Your assignment
Copy the listing out exactly as shown.
• • • •
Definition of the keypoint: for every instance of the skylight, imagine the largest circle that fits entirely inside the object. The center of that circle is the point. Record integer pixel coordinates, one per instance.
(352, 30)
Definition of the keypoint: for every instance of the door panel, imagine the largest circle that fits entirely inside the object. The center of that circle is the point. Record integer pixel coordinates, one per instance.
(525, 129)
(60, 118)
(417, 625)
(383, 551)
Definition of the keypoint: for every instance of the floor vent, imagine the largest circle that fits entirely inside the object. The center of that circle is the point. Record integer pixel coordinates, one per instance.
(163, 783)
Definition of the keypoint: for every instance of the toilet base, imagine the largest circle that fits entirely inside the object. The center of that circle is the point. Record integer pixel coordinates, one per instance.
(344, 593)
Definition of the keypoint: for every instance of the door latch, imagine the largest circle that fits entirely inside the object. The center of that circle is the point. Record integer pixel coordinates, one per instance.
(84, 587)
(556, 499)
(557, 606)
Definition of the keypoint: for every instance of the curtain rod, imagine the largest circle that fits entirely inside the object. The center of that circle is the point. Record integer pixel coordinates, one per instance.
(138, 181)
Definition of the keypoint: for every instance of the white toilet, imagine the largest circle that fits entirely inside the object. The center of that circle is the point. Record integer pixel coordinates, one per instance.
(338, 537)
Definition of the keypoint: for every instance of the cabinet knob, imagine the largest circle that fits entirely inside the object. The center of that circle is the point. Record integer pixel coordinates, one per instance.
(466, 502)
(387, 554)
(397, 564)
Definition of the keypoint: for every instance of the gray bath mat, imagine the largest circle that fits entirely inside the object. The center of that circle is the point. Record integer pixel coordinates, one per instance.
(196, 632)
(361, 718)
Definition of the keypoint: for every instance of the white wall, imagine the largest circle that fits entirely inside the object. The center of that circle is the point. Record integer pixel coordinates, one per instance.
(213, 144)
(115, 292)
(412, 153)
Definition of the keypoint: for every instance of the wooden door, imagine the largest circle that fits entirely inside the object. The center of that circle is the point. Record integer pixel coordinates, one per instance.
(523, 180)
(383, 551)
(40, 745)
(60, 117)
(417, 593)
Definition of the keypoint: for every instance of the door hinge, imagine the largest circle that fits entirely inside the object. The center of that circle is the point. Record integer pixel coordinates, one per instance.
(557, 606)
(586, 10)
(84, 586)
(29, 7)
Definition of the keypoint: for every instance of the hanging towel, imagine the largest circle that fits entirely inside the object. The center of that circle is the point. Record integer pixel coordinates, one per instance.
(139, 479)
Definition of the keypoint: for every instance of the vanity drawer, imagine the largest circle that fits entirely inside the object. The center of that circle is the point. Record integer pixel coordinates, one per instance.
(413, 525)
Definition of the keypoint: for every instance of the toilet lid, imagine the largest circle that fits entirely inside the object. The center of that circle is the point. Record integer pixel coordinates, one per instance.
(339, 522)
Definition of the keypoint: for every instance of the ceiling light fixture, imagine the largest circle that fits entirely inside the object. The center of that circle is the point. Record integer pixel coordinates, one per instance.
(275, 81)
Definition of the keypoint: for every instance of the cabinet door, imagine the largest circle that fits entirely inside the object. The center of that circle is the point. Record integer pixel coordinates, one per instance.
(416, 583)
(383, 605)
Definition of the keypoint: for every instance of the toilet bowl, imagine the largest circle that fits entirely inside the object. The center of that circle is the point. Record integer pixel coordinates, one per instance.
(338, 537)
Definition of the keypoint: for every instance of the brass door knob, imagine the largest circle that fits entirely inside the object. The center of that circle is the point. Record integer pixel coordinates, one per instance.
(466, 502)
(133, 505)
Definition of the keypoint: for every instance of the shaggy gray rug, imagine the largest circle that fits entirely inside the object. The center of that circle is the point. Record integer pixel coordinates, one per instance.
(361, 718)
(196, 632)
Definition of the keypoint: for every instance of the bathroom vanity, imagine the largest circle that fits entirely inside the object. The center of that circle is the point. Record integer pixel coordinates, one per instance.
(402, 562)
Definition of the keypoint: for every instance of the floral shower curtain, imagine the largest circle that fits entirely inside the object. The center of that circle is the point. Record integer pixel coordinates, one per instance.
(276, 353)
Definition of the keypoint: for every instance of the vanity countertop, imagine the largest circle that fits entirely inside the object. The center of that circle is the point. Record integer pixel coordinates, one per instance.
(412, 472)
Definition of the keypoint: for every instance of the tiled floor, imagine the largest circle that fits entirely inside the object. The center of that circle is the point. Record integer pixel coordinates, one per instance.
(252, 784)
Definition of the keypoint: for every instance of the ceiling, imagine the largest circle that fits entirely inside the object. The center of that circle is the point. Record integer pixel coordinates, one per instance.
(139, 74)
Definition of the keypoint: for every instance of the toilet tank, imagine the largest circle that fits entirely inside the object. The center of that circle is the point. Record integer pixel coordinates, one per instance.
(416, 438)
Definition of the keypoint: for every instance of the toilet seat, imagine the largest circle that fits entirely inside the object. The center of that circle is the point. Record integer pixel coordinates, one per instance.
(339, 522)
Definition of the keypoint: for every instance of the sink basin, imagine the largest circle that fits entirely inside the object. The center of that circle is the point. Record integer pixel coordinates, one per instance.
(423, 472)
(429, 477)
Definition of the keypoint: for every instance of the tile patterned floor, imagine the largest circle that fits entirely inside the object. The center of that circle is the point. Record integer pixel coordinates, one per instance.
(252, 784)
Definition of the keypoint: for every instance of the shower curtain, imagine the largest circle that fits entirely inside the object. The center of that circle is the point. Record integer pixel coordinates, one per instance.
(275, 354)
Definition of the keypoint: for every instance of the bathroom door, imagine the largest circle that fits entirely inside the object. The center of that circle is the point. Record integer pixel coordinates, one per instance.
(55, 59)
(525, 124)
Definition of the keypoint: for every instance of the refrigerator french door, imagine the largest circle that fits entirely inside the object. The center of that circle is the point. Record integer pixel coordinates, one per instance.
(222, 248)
• • • •
Answer below
Definition of the keypoint: for every instance of the skylight, imagine the largest circle that fits entirely inside the object. The center of that circle is the point. Record integer pixel coordinates, one per instance.
(352, 30)
Definition of the keypoint: for every instance of the door panel, imagine the largest circle that fits entirely inside the object. The center of that circle is the point. Record integer pixel coordinates, one per instance.
(525, 129)
(60, 118)
(417, 625)
(383, 551)
Definition of the keypoint: for every instance of the floor vent, imagine the largest circle that fits entirely inside the object. The center of that circle is the point. Record integer pixel coordinates, one per instance.
(163, 783)
Definition of the keypoint: for every instance of the toilet base, imagine the largest circle that fits entirely inside the object. The center of that circle is the point. Record integer pixel coordinates, one per instance.
(344, 593)
Definition of the keypoint: for every instance of the door latch, imagine the largest circle that fits entirely inside the object. The center of that circle is the point. Record integer pixel coordinates, one per instance.
(84, 587)
(556, 499)
(557, 606)
Definition of the keypoint: for every instance of the curtain rod, imagine the largest circle that fits entirely inside the object. The center of that circle is the point. Record integer pixel coordinates, one per instance.
(138, 181)
Definition of the keypoint: for every instance of the white toilet, imagine the largest circle that fits entirely inside the object. The center of that circle is the point. Record integer pixel coordinates, one per instance.
(338, 537)
Definition of the keypoint: for every instance of the cabinet knob, imagine the largest circle that fits entirely inside the object. The center of that circle is the point. Record integer pixel coordinates, one per instance.
(466, 502)
(387, 554)
(397, 564)
Definition of the keypoint: for every instance of the gray bath mat, imagine the largest circle that fits entirely inside the object. The center of that circle is the point. Record integer pixel coordinates, one per instance.
(196, 632)
(361, 718)
Definition of the keypoint: for every instance of the white wall, imagine the largest circle that fits entirely inside the object. The center of that circle is the point. Record integer pixel coordinates, one per instance.
(213, 144)
(115, 292)
(412, 153)
Definition of the keypoint: for every instance of the wooden door, imagine the largest circle that fits entirely inside the object. The center of that circle is the point. Record integer pixel coordinates, one per instance.
(523, 180)
(383, 551)
(40, 745)
(60, 117)
(417, 593)
Definition of the keypoint: for every instance of the door hinge, imagine the largest circle that fits entirely inside the object. The center of that circle is the point. Record integer pixel coordinates, one per instance.
(557, 606)
(586, 10)
(84, 586)
(29, 7)
Definition of the keypoint: for every instance of the hanging towel, imagine the largest circle that fits entirely inside the object. The center of that circle is the point. Record integer pixel coordinates, one per instance.
(139, 479)
Definition of the keypoint: for every instance of the vanity drawer, imagine the largest circle that fits entirely inside the object. The center of that circle is the point. Record integer pixel coordinates, one per instance.
(413, 525)
Definition of the keypoint: for every instance of the toilet lid, imagine the largest circle that fits entirely inside the object. The center of that circle is the point. Record integer pixel coordinates, one per instance.
(339, 522)
Definition of the keypoint: for every instance of the ceiling light fixture, imagine the largest circle that fits entirely inside the object. The center of that circle is the point. Record integer pixel coordinates, one per instance.
(275, 81)
Definition of the keypoint: for every instance of the cabinet door, imagine the largest circle that fits entirely inside the object. The center of that circle is the point. Record integer pixel coordinates, one per instance.
(416, 583)
(383, 605)
Definition of the keypoint: for every instance of the toilet bowl, imagine the largest circle that fits entirely inside the object. The center of that circle is the point. Record integer pixel coordinates, one per instance.
(338, 537)
Definition of the keypoint: for every instance of the brass door knob, imagine the largest circle that fits entirely inside the object. The center of that circle is the point. Record integer pixel coordinates, one per instance.
(466, 502)
(133, 505)
Definition of the keypoint: for every instance of the shaggy gray rug, imagine the largest circle that fits entirely inside the object. The center of that circle is the point. Record integer pixel coordinates, one per instance.
(361, 718)
(196, 632)
Definition of the keypoint: for every instance of the bathroom vanity, imagine the largest circle that fits entirely inside the object. The center of that circle is the point. Record integer pixel coordinates, one per instance.
(402, 562)
Definition of the keypoint: for every instance of the floral shower curtain, imagine the largest circle that fits entirely inside the object. The center of that circle is the point. Record integer pixel coordinates, one per instance.
(276, 353)
Definition of the keypoint: for every instance of the vanity countertop, imagine the largest circle that fits entirely inside the object. The center of that circle is the point. Record integer pixel coordinates, one per instance.
(412, 472)
Definition of the keypoint: for every instance of the tiled floor, imagine the largest circle that fits entirely inside the object. The center of that circle is the point. Record integer pixel coordinates, one per instance.
(252, 784)
Definition of the keypoint: for every instance of the ceiling, imagine the largest circle that fits entirely inside the object. The center of that circle is the point. Record integer pixel coordinates, one per instance.
(139, 74)
Definition of the keypoint: for every instance of the toilet tank, imagine the largest circle that fits entirely inside the object. The center of that circle is the point. Record integer pixel coordinates, one per instance.
(416, 438)
Definition of the keypoint: for every instance of the toilet seat, imagine the largest circle that fits entirely inside the object. The center of that circle is the point. Record integer pixel coordinates, one per instance.
(339, 522)
Definition of the keypoint: for every instance of the sink basin, imagine the largest circle that fits entirely inside the object. The center of that circle is the point. Record integer pixel coordinates, one per instance.
(423, 472)
(429, 477)
Definition of the keypoint: for every instance of the tile patterned floor, imagine the largest circle that fits entirely inside the object. The center of that circle is the point. Record integer pixel coordinates, one per instance.
(252, 784)
Definition of the keypoint: for every instance of the shower curtain, imagine the largest circle that fits entirely inside the object. The center of that circle is the point. Record integer pixel coordinates, one per instance.
(275, 354)
Definition of the keypoint: for every instance of the bathroom door, imagine the largest circle that fits entirely inside the object. The center of that circle is the point. Record integer pixel coordinates, one per instance.
(55, 59)
(525, 124)
Definition of the keypoint: for every instance of the refrigerator french door, imagine the largest circle that fits entirely inside the object. The center of that circle is the point. Record integer pixel coordinates, one per instance.
(222, 248)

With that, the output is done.